- Exercise set
• 1. In the Digicel raid commentary below, what were the police accompanying the TAJ reportedly armed with when they arrived at Digicel's HQ?
• 2. Write out the Digicel raid commentary word for word, from "In the case" down to "have been employed.".

How many has the Tax Administration raided?
I do not know the answer, neither have I sought it out. What is known, however, is whenever the Tax Administration Jamaica (TAJ) utilises its legal right to secure Court permission to raid ‘noname’ businesses, entities like the JMA and the JCC hardly ever come out to bat for them.
In the case of Digicel, a very high-profile telecoms company and one well loved by Jamaicans, on the heels of the recent raid by the TAJ, the heavyweights in corporate Jamaica stepped out to condemn the raid, with many suggesting that other less intimidating tactics should have been employed.
I am not a fan of the State using bullying tactics and, as it appears to be true that police personnel accompanying the TAJ arrived at Digicel’s HQ fully armed with assault rifles, we need to hear from the authorities in the finance ministry if this is par for the course or specifically designed to meet the level of the expected tax haul.
Off the top of my head I would hazard a guess that the police action was more in line with Jamaican police culture than any real attempt to send an ominous signal to Digicel. There are many Jamaican policemen who feel naked without their assault rifles.

- Data rows
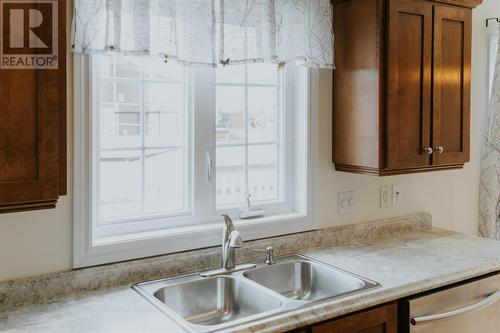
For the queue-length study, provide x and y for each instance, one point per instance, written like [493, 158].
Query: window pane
[128, 92]
[263, 177]
[119, 129]
[231, 74]
[157, 69]
[262, 114]
[128, 67]
[120, 184]
[107, 92]
[230, 188]
[230, 117]
[106, 66]
[165, 180]
[165, 110]
[142, 138]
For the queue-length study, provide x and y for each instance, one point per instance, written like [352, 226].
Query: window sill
[160, 242]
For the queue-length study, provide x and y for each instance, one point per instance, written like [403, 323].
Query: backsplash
[74, 283]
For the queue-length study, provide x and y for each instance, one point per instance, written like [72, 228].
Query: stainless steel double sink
[205, 304]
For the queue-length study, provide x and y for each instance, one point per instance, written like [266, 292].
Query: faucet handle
[269, 255]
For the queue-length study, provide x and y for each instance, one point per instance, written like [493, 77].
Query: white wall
[35, 243]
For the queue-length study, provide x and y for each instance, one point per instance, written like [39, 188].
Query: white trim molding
[90, 250]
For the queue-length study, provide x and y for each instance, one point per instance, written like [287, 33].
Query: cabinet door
[451, 101]
[378, 320]
[409, 87]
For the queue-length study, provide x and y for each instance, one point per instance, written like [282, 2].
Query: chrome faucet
[231, 240]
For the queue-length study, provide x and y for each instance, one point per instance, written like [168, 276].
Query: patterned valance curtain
[208, 32]
[489, 192]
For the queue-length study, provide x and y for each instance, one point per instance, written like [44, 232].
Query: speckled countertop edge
[47, 288]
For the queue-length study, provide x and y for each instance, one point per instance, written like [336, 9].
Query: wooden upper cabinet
[451, 88]
[401, 93]
[33, 129]
[409, 84]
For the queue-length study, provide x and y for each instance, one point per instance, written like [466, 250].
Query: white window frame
[179, 236]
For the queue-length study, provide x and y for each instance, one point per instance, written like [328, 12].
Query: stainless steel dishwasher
[472, 307]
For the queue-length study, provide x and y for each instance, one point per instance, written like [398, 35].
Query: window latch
[209, 165]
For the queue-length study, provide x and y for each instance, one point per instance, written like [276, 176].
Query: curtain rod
[497, 19]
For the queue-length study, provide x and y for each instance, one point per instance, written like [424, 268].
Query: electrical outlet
[346, 202]
[385, 196]
[396, 195]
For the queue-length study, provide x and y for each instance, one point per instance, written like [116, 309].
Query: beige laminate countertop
[404, 264]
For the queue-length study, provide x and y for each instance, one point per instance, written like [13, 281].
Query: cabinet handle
[439, 149]
[490, 300]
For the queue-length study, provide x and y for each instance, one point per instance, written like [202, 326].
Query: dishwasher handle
[491, 299]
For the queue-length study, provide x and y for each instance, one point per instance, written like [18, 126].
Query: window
[173, 147]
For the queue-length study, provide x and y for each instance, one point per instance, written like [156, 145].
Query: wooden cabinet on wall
[382, 319]
[33, 123]
[401, 95]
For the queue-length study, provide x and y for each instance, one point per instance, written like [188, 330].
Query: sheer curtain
[208, 32]
[489, 192]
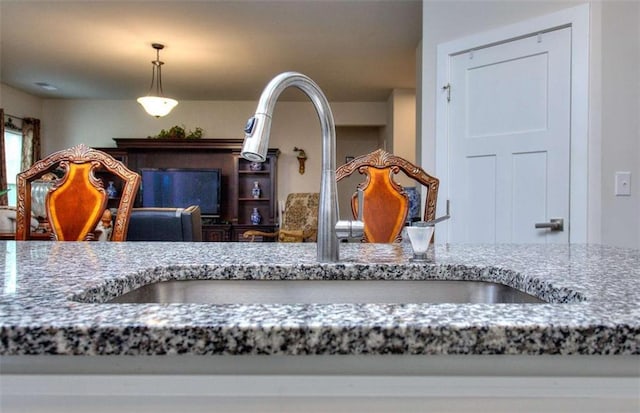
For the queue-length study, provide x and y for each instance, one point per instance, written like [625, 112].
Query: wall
[613, 96]
[96, 122]
[402, 115]
[620, 65]
[18, 103]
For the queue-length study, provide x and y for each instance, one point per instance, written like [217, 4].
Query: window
[13, 154]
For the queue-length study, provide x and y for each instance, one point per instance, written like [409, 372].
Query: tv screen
[182, 187]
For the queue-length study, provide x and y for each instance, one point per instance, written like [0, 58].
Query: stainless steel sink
[325, 292]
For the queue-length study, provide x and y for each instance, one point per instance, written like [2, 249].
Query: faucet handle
[352, 229]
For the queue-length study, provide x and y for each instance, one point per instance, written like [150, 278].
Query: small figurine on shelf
[256, 218]
[112, 192]
[255, 191]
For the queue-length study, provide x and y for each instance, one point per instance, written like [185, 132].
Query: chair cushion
[165, 224]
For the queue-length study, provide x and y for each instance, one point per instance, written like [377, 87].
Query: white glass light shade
[157, 105]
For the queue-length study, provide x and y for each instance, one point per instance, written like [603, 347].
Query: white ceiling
[356, 50]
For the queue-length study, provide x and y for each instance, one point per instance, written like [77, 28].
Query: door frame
[578, 19]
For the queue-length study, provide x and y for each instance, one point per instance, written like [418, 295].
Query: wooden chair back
[77, 200]
[386, 204]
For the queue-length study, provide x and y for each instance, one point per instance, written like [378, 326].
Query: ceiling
[356, 50]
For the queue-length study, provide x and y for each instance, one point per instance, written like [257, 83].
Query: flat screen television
[182, 187]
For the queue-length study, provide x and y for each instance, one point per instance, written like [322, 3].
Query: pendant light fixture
[157, 105]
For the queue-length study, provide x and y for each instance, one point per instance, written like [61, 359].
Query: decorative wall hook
[302, 157]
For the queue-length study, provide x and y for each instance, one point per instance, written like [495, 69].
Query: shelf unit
[237, 179]
[266, 203]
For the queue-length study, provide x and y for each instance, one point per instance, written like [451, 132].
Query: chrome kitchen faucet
[255, 147]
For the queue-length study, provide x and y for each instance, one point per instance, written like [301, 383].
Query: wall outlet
[623, 183]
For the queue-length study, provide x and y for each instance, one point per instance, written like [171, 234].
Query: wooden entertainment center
[238, 179]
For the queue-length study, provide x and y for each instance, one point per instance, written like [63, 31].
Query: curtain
[30, 142]
[3, 163]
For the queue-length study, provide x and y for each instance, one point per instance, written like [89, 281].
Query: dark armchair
[165, 224]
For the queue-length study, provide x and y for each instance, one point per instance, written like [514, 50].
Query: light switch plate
[623, 183]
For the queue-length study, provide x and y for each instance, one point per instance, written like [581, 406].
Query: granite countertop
[54, 293]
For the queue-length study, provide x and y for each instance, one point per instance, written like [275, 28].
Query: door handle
[554, 224]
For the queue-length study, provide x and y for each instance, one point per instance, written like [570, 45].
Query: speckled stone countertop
[53, 301]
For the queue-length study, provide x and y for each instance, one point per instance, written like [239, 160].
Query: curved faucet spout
[256, 144]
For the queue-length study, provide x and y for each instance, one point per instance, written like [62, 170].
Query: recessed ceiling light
[46, 86]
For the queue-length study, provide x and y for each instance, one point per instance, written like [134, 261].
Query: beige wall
[614, 96]
[96, 122]
[620, 130]
[20, 104]
[402, 122]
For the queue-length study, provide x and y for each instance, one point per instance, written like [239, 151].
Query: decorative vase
[256, 218]
[255, 192]
[112, 192]
[414, 203]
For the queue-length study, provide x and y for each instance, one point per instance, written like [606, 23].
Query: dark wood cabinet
[237, 181]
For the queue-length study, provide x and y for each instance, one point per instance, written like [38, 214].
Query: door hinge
[447, 87]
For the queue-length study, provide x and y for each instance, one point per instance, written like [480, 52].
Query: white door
[509, 137]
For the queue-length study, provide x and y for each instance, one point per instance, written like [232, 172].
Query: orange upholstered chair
[386, 204]
[77, 200]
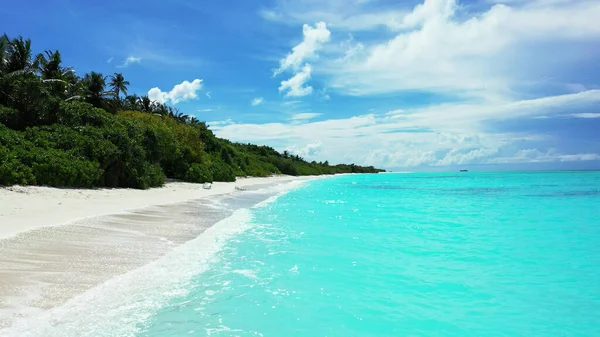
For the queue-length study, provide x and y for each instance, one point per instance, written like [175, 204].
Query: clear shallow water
[465, 254]
[470, 254]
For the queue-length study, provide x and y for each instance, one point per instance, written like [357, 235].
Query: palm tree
[4, 45]
[94, 85]
[132, 102]
[118, 84]
[146, 104]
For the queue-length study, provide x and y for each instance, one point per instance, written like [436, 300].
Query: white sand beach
[58, 243]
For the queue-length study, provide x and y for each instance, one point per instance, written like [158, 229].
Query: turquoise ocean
[417, 254]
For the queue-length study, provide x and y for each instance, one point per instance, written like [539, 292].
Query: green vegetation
[59, 129]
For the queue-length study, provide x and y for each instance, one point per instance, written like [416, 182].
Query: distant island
[59, 129]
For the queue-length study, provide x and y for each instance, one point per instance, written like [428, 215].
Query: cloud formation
[314, 38]
[297, 85]
[129, 61]
[304, 116]
[437, 135]
[497, 54]
[183, 91]
[257, 101]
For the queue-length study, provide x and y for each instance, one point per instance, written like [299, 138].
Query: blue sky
[407, 85]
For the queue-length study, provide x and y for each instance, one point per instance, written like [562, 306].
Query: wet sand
[44, 267]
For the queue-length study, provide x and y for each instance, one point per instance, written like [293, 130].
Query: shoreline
[62, 243]
[26, 208]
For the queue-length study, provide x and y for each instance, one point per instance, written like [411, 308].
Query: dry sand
[58, 243]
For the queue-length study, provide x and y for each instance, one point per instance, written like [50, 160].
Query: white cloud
[445, 47]
[129, 61]
[183, 91]
[288, 103]
[309, 152]
[296, 86]
[587, 115]
[304, 116]
[257, 101]
[314, 38]
[438, 135]
[352, 15]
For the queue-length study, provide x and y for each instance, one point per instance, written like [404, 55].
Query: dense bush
[199, 173]
[58, 129]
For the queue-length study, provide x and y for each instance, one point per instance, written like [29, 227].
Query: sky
[399, 84]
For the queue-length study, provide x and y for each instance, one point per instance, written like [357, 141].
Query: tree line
[60, 129]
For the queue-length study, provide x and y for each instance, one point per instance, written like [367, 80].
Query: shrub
[221, 171]
[80, 113]
[57, 168]
[199, 174]
[12, 171]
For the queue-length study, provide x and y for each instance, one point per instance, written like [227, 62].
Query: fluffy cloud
[586, 115]
[354, 15]
[296, 86]
[310, 151]
[439, 135]
[441, 46]
[304, 116]
[128, 61]
[183, 91]
[314, 38]
[257, 101]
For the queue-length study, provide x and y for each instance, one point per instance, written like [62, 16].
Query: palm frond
[18, 73]
[72, 98]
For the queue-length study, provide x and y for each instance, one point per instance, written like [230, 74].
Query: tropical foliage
[60, 129]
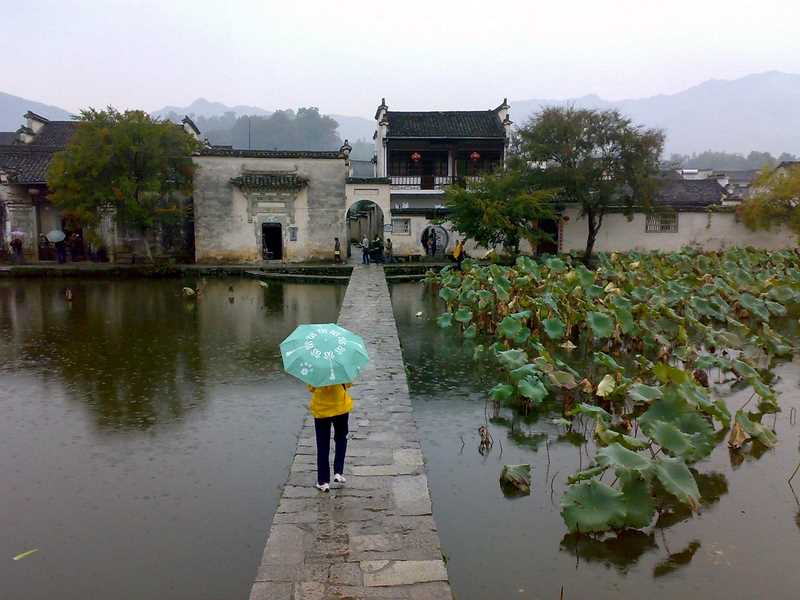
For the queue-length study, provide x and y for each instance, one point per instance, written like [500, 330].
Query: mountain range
[755, 112]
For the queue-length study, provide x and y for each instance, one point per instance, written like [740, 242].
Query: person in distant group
[16, 249]
[61, 252]
[377, 245]
[365, 251]
[388, 251]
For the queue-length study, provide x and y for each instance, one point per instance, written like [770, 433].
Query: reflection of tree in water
[127, 349]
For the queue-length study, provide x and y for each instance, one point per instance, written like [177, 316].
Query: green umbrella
[323, 354]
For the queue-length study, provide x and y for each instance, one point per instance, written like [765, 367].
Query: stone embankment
[375, 537]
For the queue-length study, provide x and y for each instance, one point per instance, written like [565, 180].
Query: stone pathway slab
[375, 537]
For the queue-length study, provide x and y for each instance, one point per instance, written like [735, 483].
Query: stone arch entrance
[364, 219]
[434, 240]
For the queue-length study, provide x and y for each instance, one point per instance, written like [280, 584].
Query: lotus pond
[690, 498]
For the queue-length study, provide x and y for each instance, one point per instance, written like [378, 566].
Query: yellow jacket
[330, 400]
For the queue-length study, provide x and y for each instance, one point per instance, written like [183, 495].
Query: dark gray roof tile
[445, 124]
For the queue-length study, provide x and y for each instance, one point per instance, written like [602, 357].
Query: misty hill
[13, 107]
[756, 112]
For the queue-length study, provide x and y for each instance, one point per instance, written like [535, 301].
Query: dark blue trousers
[322, 427]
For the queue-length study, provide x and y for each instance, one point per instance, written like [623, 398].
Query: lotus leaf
[637, 498]
[556, 265]
[754, 306]
[606, 386]
[756, 430]
[593, 411]
[510, 327]
[533, 389]
[554, 328]
[640, 392]
[678, 480]
[590, 506]
[518, 476]
[463, 315]
[563, 379]
[603, 359]
[622, 459]
[445, 320]
[585, 474]
[448, 294]
[513, 359]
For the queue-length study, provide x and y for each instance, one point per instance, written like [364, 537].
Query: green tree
[775, 200]
[137, 166]
[597, 159]
[499, 208]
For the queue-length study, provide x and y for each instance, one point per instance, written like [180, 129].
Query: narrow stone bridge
[375, 537]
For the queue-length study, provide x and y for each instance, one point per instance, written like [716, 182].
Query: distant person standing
[365, 251]
[16, 250]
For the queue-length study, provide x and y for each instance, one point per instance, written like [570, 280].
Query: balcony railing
[428, 182]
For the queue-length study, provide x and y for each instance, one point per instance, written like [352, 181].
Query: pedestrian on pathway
[389, 258]
[458, 253]
[365, 251]
[330, 406]
[16, 249]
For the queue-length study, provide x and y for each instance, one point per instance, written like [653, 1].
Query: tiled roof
[362, 168]
[234, 152]
[446, 124]
[55, 133]
[689, 193]
[26, 163]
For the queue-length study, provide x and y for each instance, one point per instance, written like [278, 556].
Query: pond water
[144, 435]
[744, 543]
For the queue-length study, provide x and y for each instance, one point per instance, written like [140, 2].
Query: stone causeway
[375, 537]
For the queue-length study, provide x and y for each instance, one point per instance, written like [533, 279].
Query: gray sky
[344, 55]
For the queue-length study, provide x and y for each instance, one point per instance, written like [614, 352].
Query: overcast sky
[344, 55]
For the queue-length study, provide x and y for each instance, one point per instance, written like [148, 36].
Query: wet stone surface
[375, 537]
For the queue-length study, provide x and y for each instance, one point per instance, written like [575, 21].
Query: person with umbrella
[57, 236]
[327, 358]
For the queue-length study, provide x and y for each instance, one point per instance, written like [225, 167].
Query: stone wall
[228, 219]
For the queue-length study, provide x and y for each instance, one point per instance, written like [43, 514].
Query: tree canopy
[137, 166]
[499, 209]
[775, 201]
[597, 159]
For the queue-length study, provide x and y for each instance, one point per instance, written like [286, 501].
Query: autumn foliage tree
[598, 160]
[129, 163]
[775, 201]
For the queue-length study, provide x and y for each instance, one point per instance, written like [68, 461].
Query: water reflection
[138, 353]
[145, 434]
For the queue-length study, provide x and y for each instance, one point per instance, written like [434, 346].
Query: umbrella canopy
[323, 354]
[56, 236]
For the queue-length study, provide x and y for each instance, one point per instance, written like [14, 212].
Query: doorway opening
[271, 241]
[434, 240]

- Solved problems
• 1. Assault rifles.

• 2.
In the case of Digicel, a very high-profile telecoms company and one well loved by Jamaicans, on the heels of the recent raid by the TAJ, the heavyweights in corporate Jamaica stepped out to condemn the raid, with many suggesting that other less intimidating tactics should have been employed.